── RECORDS FOR THIS EXERCISE

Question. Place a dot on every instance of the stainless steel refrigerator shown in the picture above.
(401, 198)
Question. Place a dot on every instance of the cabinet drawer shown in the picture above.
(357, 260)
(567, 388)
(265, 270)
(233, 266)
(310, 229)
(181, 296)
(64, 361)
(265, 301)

────

▶ [REQUEST] Give back all the records exactly as they stand.

▶ [RESPONSE TO THE TASK]
Question. Place a dot on every instance of the stainless steel refrigerator shown in the picture above.
(401, 198)
Question. Place a dot on every instance of the cabinet drawer shown in the picture above.
(357, 260)
(567, 388)
(265, 270)
(233, 266)
(310, 229)
(181, 296)
(64, 361)
(265, 301)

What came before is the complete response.